Entries from a dataset
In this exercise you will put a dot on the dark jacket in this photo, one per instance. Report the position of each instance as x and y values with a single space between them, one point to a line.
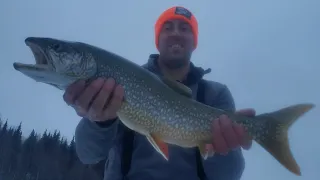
95 143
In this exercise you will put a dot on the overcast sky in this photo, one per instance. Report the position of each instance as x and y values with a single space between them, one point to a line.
267 52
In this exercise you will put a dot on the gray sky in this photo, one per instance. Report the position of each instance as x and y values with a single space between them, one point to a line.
267 52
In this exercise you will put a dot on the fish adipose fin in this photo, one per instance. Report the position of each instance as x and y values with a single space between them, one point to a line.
159 145
276 140
177 86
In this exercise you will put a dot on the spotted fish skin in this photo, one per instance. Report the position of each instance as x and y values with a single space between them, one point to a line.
157 107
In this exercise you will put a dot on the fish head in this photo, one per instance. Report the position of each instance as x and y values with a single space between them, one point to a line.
58 62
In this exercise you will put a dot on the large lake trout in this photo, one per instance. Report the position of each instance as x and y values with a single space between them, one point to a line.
159 108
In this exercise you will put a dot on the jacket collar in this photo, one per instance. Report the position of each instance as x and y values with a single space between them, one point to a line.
194 76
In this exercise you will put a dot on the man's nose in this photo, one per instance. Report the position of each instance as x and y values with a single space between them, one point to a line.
175 32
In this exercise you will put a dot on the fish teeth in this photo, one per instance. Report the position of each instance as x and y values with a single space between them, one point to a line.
176 46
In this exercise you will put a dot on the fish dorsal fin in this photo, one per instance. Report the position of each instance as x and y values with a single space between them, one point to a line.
178 87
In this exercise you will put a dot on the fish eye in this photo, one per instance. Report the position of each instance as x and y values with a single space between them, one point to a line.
57 47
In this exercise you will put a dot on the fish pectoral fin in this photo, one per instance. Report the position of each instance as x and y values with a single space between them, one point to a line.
159 145
276 140
206 150
178 87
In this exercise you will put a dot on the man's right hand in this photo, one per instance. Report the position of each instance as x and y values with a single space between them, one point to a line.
99 101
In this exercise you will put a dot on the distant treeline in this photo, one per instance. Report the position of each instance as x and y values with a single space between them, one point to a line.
39 157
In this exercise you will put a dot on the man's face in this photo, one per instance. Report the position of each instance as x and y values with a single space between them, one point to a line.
176 43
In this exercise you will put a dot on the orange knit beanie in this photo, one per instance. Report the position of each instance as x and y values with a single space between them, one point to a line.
177 12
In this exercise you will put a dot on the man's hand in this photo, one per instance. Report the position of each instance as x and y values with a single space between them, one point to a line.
228 136
98 102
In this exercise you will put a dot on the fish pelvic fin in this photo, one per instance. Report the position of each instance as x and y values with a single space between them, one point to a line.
160 146
276 139
206 150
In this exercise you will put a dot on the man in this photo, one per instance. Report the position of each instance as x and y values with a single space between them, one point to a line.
102 139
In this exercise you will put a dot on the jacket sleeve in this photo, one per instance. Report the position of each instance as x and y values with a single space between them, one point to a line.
231 166
93 141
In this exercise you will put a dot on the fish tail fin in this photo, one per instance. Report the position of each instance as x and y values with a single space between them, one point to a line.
275 140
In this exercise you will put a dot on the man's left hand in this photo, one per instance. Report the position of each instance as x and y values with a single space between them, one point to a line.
228 136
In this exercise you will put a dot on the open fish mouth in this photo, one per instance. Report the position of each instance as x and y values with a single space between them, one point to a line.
42 61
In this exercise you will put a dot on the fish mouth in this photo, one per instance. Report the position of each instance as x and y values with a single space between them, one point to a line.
42 60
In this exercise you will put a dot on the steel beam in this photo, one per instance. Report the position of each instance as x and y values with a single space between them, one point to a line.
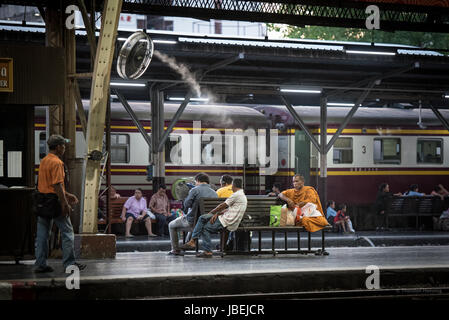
80 108
201 74
301 123
365 82
349 116
440 117
174 121
157 127
89 30
133 117
322 188
97 112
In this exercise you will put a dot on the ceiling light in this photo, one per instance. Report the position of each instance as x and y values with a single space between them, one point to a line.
340 104
127 84
299 90
191 99
165 41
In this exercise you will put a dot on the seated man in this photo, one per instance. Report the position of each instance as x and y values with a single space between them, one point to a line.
301 195
102 203
135 208
160 206
275 190
226 187
191 207
440 191
226 215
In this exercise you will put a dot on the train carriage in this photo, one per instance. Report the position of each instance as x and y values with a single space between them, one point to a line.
379 145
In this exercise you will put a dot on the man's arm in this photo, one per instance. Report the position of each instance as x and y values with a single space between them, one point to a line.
218 211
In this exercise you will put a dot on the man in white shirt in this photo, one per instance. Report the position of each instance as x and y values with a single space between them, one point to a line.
226 215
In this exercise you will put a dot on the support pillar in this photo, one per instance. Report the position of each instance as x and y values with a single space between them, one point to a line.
54 38
157 130
322 186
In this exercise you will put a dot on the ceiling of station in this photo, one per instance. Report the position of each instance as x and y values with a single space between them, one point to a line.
254 70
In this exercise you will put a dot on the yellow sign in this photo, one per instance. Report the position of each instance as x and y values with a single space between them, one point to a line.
6 75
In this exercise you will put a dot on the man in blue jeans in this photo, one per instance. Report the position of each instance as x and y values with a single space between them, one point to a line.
51 185
226 215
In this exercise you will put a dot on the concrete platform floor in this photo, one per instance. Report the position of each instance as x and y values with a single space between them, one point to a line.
157 275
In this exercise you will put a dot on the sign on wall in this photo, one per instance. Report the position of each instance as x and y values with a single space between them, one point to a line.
6 75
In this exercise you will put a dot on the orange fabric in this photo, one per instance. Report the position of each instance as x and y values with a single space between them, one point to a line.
300 198
51 172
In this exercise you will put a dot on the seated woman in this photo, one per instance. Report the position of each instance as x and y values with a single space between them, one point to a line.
299 196
330 212
135 208
380 205
413 192
341 219
440 191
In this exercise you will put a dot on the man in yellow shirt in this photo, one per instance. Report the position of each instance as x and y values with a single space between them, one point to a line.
226 187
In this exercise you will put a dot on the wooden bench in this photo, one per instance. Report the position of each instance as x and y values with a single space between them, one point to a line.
116 212
257 219
414 206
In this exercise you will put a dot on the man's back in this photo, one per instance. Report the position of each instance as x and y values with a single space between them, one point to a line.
236 209
191 203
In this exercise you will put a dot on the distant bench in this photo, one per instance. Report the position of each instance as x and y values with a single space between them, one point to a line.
414 206
116 212
257 219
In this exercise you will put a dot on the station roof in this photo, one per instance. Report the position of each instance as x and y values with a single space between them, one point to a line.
254 70
411 15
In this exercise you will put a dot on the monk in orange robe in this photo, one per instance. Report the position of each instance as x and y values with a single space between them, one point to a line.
299 196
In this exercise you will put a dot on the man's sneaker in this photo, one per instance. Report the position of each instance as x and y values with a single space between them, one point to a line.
43 269
80 266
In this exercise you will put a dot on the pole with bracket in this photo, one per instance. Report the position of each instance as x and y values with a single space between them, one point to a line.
97 112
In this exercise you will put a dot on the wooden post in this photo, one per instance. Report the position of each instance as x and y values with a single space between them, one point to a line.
97 112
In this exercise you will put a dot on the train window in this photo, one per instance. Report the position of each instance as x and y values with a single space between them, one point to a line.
119 148
342 150
429 151
387 150
42 145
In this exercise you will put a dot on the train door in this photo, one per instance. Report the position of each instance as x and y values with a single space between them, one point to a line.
302 155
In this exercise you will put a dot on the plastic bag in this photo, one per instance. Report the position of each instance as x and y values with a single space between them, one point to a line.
275 216
287 217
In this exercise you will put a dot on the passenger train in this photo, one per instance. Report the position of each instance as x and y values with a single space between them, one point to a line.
379 145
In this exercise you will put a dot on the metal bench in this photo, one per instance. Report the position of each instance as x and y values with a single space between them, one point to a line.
257 219
414 206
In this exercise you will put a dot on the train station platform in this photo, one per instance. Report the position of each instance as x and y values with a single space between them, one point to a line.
403 270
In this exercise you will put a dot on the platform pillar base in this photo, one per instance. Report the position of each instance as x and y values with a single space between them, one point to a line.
95 246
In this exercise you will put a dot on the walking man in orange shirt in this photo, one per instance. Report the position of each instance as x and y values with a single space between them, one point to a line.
57 203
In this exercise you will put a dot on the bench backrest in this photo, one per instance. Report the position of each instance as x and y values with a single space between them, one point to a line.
416 205
257 210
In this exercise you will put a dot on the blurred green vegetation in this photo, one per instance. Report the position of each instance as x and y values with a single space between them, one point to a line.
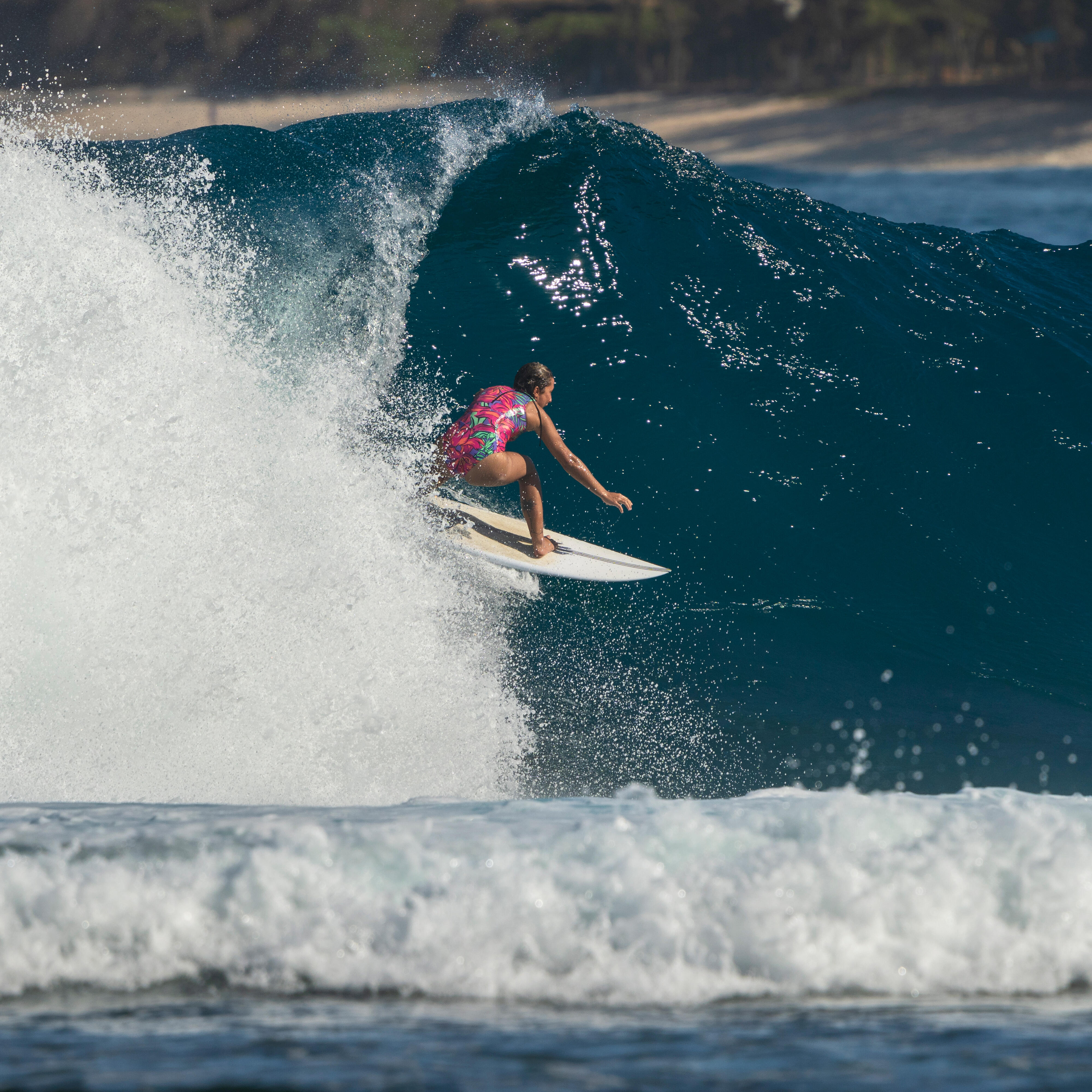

### Problem statement
Count the lines in the rows above that contain the string "lake". Reply with the number alone.

### Result
1